Data listing:
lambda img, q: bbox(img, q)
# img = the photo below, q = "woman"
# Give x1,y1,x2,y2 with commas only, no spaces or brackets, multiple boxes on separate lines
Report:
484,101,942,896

Required task: Copy the data above line for line, with no changes.

Solution to this problem:
lambda img, q: bbox(img, q)
# img = the photo below, q = "woman"
# Give x1,y1,x2,y2 with commas only, no spaces or brackets, multiple boxes on separate lines
Report:
484,101,942,896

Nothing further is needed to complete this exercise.